--- EXERCISE BRIEF ---
Transcribe exactly the line containing "Pick out every instance of the windshield in" and each line after it, through the end of the entries, with nothing before or after.

Stored data entries
+++++
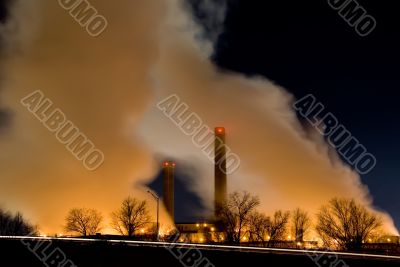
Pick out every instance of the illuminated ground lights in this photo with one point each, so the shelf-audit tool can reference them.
(204, 246)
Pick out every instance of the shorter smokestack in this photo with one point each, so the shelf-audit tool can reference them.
(168, 187)
(220, 168)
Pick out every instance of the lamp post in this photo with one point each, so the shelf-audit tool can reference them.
(158, 204)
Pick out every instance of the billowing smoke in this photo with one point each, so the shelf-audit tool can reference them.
(109, 87)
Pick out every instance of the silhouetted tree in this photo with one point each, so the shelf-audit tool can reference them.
(15, 225)
(234, 215)
(277, 226)
(132, 215)
(259, 227)
(83, 221)
(301, 223)
(346, 224)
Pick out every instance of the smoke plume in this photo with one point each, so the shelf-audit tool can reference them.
(109, 87)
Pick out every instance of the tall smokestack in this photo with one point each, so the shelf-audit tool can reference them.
(168, 187)
(220, 168)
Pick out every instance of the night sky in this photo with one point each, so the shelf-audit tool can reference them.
(307, 47)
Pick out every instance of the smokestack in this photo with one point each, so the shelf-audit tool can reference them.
(220, 168)
(168, 187)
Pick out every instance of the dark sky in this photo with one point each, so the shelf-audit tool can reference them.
(307, 47)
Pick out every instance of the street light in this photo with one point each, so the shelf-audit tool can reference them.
(158, 200)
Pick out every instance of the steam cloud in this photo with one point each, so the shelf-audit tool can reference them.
(109, 87)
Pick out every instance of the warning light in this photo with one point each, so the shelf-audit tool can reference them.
(220, 130)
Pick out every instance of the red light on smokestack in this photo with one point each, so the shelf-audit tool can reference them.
(220, 130)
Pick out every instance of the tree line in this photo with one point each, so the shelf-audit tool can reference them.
(340, 224)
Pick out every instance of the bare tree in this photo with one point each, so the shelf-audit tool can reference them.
(83, 221)
(301, 223)
(15, 225)
(277, 226)
(345, 224)
(234, 215)
(132, 215)
(259, 227)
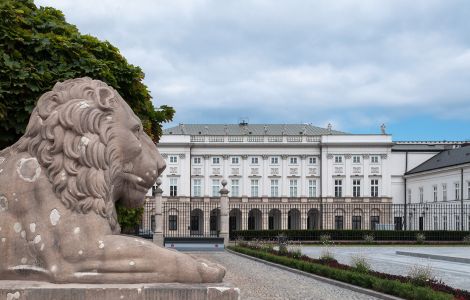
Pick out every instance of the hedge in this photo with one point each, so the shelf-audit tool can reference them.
(350, 235)
(387, 286)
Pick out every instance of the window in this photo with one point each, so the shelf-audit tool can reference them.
(235, 188)
(197, 189)
(356, 188)
(338, 222)
(338, 188)
(374, 187)
(444, 192)
(356, 222)
(173, 187)
(173, 222)
(215, 187)
(312, 188)
(374, 221)
(468, 190)
(293, 188)
(254, 188)
(274, 187)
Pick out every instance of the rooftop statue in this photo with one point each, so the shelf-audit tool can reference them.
(83, 150)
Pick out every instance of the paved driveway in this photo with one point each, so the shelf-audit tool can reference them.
(384, 259)
(260, 281)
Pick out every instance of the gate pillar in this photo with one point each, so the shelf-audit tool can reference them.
(157, 197)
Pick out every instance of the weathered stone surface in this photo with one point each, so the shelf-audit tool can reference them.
(83, 150)
(30, 290)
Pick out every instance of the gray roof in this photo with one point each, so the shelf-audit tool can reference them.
(444, 159)
(249, 129)
(426, 146)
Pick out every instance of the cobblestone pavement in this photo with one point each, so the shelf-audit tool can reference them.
(385, 259)
(259, 281)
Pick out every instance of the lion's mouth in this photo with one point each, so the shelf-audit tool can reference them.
(137, 181)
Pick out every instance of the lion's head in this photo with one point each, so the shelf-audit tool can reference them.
(92, 147)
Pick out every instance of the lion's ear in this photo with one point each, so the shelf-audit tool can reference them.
(106, 97)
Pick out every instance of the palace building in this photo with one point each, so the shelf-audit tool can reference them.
(294, 176)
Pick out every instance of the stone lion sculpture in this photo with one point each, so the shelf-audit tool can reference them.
(83, 150)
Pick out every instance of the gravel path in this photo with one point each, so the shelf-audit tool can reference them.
(259, 281)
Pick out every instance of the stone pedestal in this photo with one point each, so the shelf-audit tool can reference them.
(34, 290)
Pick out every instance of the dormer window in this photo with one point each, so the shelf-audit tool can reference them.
(173, 159)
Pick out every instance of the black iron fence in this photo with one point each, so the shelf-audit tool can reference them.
(202, 219)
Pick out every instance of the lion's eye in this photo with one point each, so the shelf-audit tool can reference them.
(136, 130)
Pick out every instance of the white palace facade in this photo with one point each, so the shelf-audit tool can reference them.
(276, 164)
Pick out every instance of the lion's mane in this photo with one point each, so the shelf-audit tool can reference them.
(70, 133)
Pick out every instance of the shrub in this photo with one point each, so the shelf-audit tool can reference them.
(325, 239)
(421, 275)
(360, 263)
(369, 238)
(420, 238)
(295, 250)
(327, 255)
(390, 286)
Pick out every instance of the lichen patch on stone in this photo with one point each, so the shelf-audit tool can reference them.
(83, 104)
(13, 296)
(28, 169)
(17, 227)
(54, 217)
(3, 203)
(37, 239)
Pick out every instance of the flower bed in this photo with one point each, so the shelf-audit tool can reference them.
(396, 285)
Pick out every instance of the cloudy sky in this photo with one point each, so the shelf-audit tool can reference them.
(355, 64)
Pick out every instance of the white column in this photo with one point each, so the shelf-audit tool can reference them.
(224, 213)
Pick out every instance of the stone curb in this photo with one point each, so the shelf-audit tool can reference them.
(320, 278)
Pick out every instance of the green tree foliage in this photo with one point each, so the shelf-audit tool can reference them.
(38, 48)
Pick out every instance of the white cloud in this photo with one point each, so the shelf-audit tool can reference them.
(351, 63)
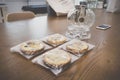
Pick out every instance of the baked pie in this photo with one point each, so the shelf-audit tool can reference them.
(56, 58)
(56, 39)
(78, 47)
(31, 47)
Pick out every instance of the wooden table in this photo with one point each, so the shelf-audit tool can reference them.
(101, 63)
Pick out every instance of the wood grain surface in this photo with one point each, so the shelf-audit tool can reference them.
(101, 63)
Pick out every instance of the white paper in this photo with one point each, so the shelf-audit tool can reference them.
(61, 7)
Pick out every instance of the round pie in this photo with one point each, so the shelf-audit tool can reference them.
(56, 58)
(77, 47)
(56, 39)
(31, 47)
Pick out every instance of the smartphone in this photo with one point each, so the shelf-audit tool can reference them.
(103, 26)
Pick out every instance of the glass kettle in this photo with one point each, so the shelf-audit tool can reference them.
(80, 20)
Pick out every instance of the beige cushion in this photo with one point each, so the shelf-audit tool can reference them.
(20, 16)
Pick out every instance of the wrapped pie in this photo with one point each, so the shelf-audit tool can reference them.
(32, 47)
(56, 58)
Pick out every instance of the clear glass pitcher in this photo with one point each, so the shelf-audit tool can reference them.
(80, 20)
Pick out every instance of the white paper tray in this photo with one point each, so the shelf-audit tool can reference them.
(38, 60)
(91, 46)
(53, 45)
(16, 49)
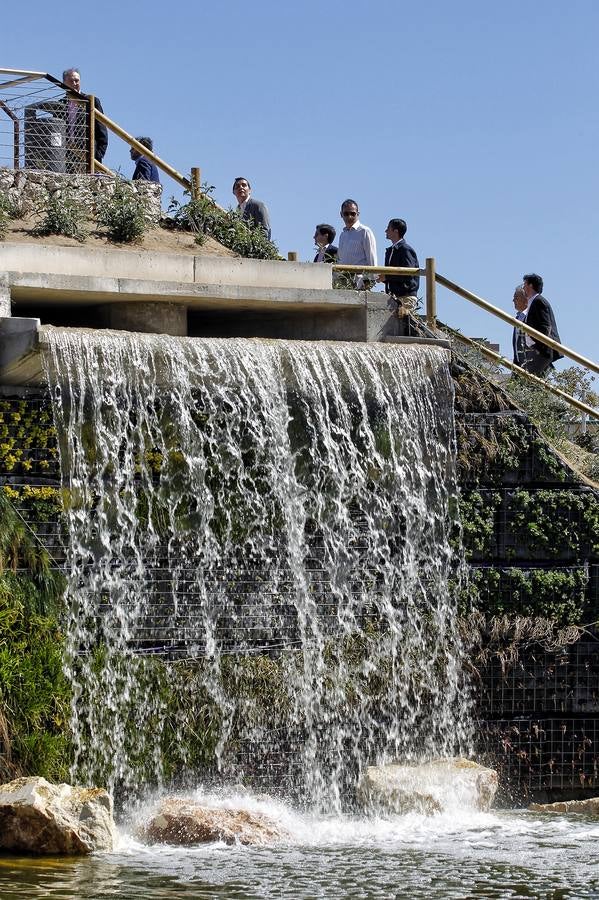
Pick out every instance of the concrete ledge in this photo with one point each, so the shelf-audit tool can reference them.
(32, 286)
(400, 339)
(177, 267)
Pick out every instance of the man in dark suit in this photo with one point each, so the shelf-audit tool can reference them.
(518, 342)
(403, 289)
(76, 125)
(251, 210)
(145, 169)
(324, 236)
(539, 315)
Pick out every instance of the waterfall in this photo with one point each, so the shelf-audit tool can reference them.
(250, 512)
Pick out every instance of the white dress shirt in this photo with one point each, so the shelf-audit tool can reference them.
(357, 246)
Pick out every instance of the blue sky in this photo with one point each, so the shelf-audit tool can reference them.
(474, 121)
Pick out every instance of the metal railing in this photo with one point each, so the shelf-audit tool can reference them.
(45, 125)
(433, 278)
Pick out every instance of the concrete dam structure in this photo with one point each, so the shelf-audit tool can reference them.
(259, 487)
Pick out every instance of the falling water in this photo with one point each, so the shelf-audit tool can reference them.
(246, 506)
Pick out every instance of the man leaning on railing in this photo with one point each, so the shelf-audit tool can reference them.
(403, 289)
(539, 315)
(76, 126)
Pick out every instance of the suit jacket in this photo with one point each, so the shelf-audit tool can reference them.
(540, 316)
(518, 341)
(100, 130)
(330, 254)
(145, 170)
(257, 212)
(401, 255)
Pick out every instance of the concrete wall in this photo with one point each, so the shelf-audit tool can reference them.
(177, 267)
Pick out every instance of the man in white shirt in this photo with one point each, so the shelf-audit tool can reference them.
(357, 246)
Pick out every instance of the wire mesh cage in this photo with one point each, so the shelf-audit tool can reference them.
(42, 125)
(546, 753)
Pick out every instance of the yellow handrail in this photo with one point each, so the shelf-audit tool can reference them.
(149, 154)
(479, 301)
(496, 357)
(516, 323)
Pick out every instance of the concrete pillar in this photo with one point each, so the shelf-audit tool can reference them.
(5, 308)
(146, 317)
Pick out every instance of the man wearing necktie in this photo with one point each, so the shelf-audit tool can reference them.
(76, 125)
(518, 344)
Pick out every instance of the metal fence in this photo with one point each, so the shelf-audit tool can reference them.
(42, 126)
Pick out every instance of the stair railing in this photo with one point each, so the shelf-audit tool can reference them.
(433, 278)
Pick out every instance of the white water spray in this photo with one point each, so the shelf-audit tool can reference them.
(286, 501)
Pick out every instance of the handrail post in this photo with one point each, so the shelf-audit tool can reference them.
(91, 133)
(431, 292)
(196, 184)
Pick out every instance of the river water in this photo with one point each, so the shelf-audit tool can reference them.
(501, 854)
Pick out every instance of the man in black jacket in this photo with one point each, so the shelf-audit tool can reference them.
(76, 125)
(539, 315)
(251, 210)
(403, 288)
(324, 235)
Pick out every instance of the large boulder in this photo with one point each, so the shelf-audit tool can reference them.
(430, 787)
(186, 822)
(54, 819)
(588, 807)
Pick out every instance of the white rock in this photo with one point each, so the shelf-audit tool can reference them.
(49, 819)
(589, 807)
(186, 822)
(430, 787)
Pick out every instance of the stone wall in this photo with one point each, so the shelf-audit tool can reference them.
(30, 190)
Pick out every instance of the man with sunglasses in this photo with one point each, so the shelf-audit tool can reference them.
(357, 246)
(251, 210)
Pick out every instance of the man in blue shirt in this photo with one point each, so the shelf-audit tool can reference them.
(145, 170)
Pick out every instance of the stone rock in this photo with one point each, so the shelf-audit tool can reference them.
(430, 787)
(49, 819)
(186, 822)
(589, 807)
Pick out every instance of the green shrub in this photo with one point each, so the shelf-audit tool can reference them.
(203, 217)
(122, 214)
(61, 214)
(546, 593)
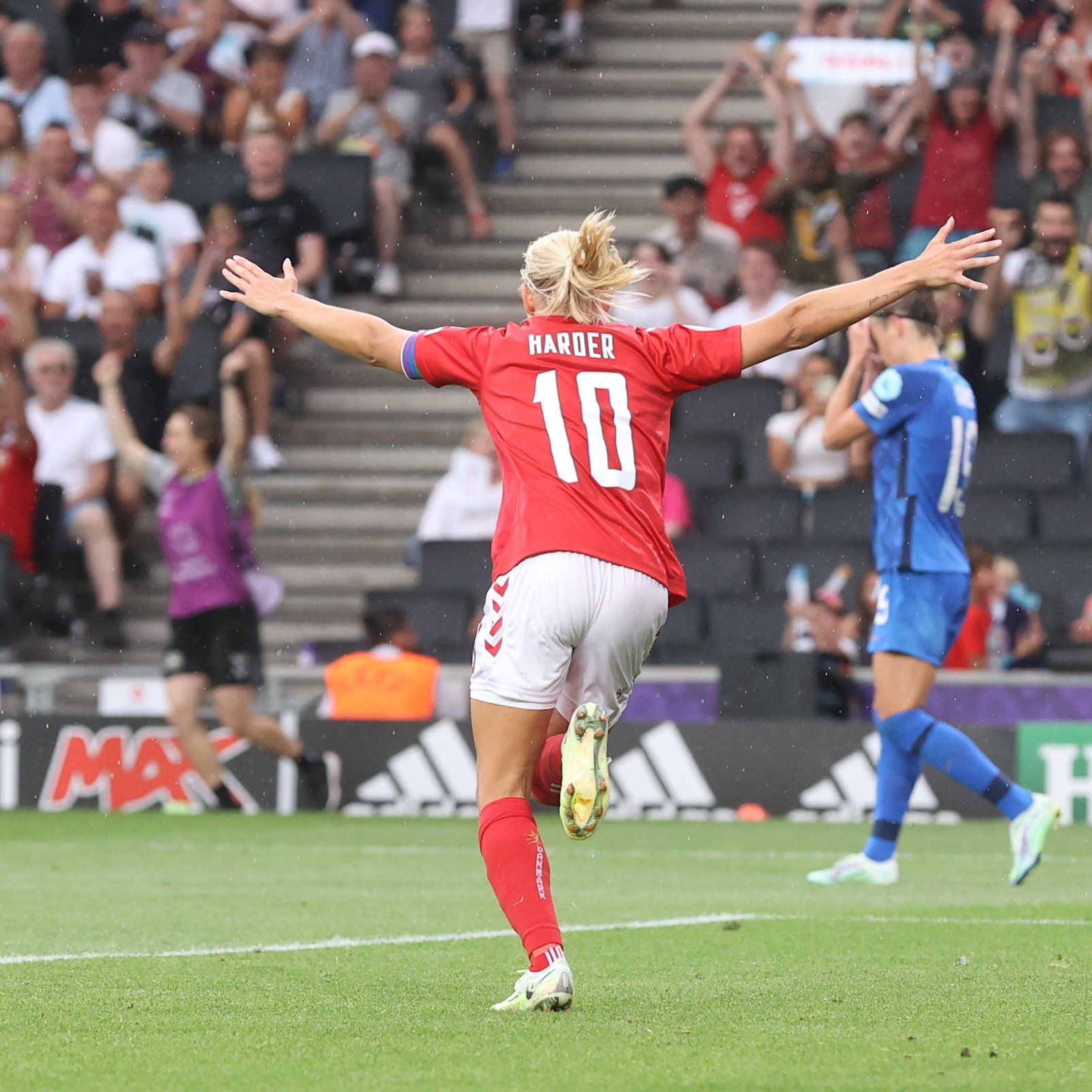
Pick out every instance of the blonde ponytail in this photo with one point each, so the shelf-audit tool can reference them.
(576, 274)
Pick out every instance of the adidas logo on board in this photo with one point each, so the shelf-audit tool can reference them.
(848, 793)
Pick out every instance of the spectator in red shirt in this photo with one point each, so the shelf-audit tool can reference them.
(857, 149)
(18, 457)
(54, 191)
(736, 176)
(965, 133)
(969, 652)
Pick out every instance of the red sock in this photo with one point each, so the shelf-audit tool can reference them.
(518, 870)
(546, 782)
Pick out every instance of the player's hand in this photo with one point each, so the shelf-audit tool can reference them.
(1009, 225)
(942, 263)
(258, 290)
(107, 370)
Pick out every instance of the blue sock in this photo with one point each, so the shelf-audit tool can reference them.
(897, 774)
(953, 752)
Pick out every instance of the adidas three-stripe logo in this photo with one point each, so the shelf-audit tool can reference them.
(848, 792)
(657, 779)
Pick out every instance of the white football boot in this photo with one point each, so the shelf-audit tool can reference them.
(1028, 835)
(857, 868)
(586, 787)
(546, 991)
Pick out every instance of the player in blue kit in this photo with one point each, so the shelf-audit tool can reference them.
(921, 416)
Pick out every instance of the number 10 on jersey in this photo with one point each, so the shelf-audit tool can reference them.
(589, 384)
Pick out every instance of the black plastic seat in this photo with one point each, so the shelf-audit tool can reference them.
(684, 639)
(745, 514)
(731, 408)
(843, 512)
(1065, 516)
(746, 625)
(821, 558)
(716, 568)
(440, 618)
(995, 516)
(706, 462)
(1025, 460)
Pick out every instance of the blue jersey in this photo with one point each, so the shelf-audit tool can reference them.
(926, 431)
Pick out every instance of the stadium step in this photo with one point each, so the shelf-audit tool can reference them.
(363, 447)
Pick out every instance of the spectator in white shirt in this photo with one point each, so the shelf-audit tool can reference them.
(794, 440)
(110, 146)
(660, 301)
(41, 99)
(465, 503)
(163, 104)
(76, 452)
(486, 30)
(149, 212)
(706, 254)
(763, 292)
(22, 271)
(104, 257)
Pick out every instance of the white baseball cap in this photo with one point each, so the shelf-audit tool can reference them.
(375, 42)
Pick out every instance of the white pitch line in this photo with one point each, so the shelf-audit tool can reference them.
(440, 938)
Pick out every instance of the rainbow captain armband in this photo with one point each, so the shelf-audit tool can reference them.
(410, 368)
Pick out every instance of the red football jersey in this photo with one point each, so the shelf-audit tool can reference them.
(581, 418)
(18, 498)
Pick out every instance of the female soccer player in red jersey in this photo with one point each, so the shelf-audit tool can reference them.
(583, 574)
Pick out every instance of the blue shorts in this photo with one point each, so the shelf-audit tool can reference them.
(920, 614)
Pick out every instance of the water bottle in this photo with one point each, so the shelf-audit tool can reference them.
(997, 639)
(799, 592)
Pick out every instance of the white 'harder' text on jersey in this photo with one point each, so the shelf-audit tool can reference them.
(594, 346)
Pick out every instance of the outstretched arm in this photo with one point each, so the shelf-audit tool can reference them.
(364, 337)
(842, 425)
(233, 411)
(810, 318)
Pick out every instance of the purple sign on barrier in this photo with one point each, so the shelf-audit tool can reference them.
(695, 702)
(1002, 702)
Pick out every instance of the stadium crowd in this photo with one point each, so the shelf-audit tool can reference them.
(103, 103)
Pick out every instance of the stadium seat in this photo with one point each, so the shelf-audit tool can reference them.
(842, 512)
(339, 185)
(755, 467)
(1040, 460)
(776, 559)
(740, 626)
(457, 567)
(1065, 516)
(727, 408)
(682, 640)
(716, 568)
(705, 463)
(1054, 570)
(996, 516)
(768, 685)
(440, 619)
(742, 514)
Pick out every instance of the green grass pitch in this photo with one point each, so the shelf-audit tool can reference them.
(949, 981)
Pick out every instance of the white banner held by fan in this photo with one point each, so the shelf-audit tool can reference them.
(870, 63)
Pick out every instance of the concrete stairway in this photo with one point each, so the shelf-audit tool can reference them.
(367, 447)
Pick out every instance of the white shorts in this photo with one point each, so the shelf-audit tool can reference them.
(561, 629)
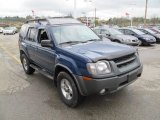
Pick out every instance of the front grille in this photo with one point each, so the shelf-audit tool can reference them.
(125, 60)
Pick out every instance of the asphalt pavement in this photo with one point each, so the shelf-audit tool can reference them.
(34, 97)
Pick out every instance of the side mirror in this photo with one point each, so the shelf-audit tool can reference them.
(108, 34)
(46, 43)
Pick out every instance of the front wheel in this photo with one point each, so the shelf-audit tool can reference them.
(68, 90)
(26, 65)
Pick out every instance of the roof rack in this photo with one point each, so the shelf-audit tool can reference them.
(39, 20)
(45, 19)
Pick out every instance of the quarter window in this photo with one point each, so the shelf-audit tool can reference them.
(32, 34)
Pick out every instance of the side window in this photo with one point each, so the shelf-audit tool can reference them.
(103, 31)
(129, 32)
(23, 31)
(122, 31)
(97, 31)
(32, 32)
(42, 35)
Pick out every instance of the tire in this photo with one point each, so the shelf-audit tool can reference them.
(68, 90)
(26, 65)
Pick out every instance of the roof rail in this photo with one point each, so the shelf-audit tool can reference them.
(37, 20)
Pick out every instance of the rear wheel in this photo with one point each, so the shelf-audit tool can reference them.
(68, 90)
(26, 65)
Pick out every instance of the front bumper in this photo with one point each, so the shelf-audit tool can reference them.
(110, 84)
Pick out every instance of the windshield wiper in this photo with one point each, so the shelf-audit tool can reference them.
(71, 42)
(92, 40)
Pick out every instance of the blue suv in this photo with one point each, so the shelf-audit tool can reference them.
(77, 60)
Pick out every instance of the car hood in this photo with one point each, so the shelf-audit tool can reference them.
(101, 50)
(7, 30)
(147, 36)
(126, 37)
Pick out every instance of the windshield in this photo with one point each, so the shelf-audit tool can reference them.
(150, 31)
(73, 33)
(138, 32)
(114, 32)
(7, 28)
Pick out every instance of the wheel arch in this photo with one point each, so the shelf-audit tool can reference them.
(59, 68)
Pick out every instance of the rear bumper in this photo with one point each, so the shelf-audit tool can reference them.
(110, 84)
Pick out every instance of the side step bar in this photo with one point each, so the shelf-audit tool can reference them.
(42, 71)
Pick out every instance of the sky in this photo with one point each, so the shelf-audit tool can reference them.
(105, 8)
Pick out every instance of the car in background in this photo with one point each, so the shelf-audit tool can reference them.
+++++
--- WRITTEN RESPONSE ---
Pick out every instance of the windshield in this photo with one point each, so the shelf-audit tool can reference them.
(150, 31)
(73, 33)
(138, 32)
(114, 32)
(7, 28)
Pick out every instance of the wheel arch in this photo with one point each, so the shelf-audit tool can reference them.
(59, 68)
Pick out every instance of the rear bumper in this photo with one point each, so the shelf-audit tool can reference them.
(110, 84)
Pick out every instance of the side step bar in this photo with one point each, so the shelf-audit tool can reference them.
(42, 71)
Pick out every instance of the sky in this photo with one point each, so the shelf-audit tool can reference them.
(105, 8)
Pick out every instance of the car in background in this photo with one point each, so the shelf-audit tool can reference them.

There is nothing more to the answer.